──────── Data excerpts

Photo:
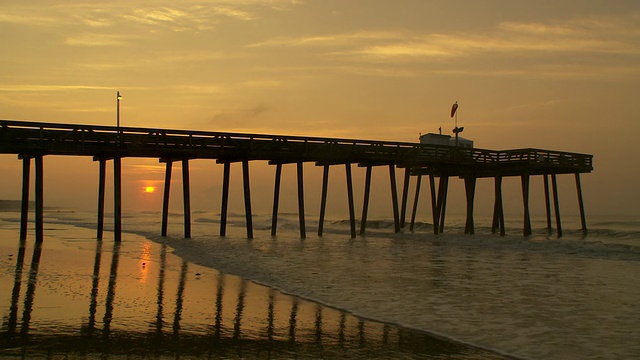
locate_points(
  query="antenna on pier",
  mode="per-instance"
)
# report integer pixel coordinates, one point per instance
(456, 129)
(118, 98)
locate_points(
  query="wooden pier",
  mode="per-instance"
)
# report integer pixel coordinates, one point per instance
(35, 140)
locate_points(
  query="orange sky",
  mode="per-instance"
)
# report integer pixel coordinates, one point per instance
(561, 75)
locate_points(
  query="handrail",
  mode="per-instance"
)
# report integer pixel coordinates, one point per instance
(40, 133)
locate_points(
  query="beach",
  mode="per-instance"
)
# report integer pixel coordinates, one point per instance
(407, 295)
(75, 297)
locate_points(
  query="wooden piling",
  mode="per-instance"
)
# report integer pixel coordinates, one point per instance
(247, 198)
(186, 197)
(581, 204)
(556, 204)
(39, 199)
(394, 197)
(405, 195)
(276, 200)
(101, 194)
(352, 215)
(300, 171)
(443, 189)
(365, 201)
(434, 203)
(547, 203)
(24, 212)
(470, 189)
(525, 201)
(498, 209)
(165, 198)
(415, 203)
(117, 199)
(323, 198)
(225, 198)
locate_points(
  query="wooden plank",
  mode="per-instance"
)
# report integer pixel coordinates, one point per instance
(556, 205)
(323, 198)
(547, 203)
(525, 202)
(352, 216)
(39, 199)
(365, 202)
(226, 173)
(247, 198)
(394, 198)
(165, 198)
(583, 218)
(24, 211)
(415, 203)
(470, 189)
(303, 228)
(405, 195)
(186, 197)
(117, 199)
(101, 195)
(276, 200)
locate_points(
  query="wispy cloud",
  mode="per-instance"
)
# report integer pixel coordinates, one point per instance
(95, 39)
(613, 35)
(47, 88)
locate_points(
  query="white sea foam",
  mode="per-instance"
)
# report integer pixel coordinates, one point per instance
(536, 297)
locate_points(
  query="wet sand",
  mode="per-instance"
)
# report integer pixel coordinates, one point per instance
(75, 297)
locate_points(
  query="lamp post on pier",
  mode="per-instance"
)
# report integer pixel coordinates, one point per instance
(118, 98)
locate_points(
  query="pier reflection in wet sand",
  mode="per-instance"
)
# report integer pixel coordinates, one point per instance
(187, 311)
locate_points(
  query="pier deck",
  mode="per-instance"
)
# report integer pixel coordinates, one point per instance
(38, 139)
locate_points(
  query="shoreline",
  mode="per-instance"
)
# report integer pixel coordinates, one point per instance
(436, 340)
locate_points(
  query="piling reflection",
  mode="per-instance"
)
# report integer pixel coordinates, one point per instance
(15, 294)
(216, 316)
(31, 290)
(90, 328)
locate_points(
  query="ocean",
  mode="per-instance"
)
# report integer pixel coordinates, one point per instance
(383, 295)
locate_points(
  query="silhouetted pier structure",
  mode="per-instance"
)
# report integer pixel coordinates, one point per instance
(104, 143)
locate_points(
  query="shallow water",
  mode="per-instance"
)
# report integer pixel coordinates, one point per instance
(536, 297)
(73, 297)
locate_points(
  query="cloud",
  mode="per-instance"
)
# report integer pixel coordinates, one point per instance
(603, 35)
(95, 39)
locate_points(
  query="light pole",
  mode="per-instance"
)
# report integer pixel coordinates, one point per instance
(118, 98)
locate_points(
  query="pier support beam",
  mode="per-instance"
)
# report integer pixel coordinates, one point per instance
(323, 198)
(24, 212)
(225, 198)
(394, 197)
(581, 204)
(405, 195)
(165, 198)
(443, 189)
(352, 215)
(365, 202)
(470, 189)
(547, 203)
(556, 204)
(39, 199)
(434, 203)
(101, 190)
(300, 171)
(247, 198)
(415, 203)
(186, 196)
(498, 209)
(276, 200)
(117, 199)
(525, 201)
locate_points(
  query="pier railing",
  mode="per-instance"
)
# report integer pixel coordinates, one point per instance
(107, 141)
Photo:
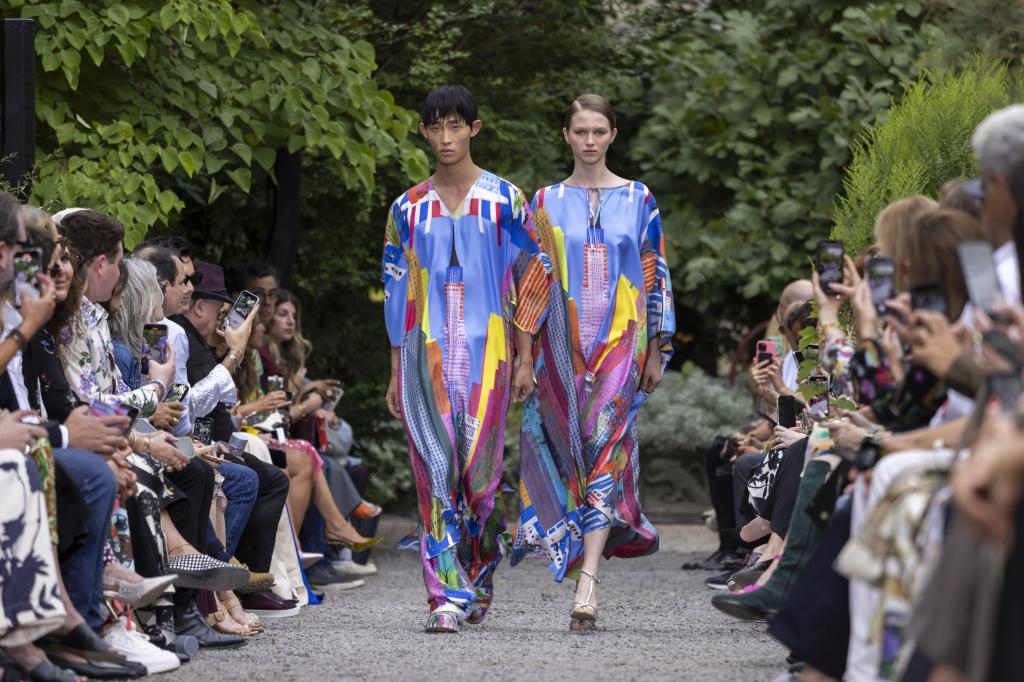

────────────────

» **What you need to do**
Count the lines of the records above that contain the string "pier". Give only the number.

» **Full answer**
8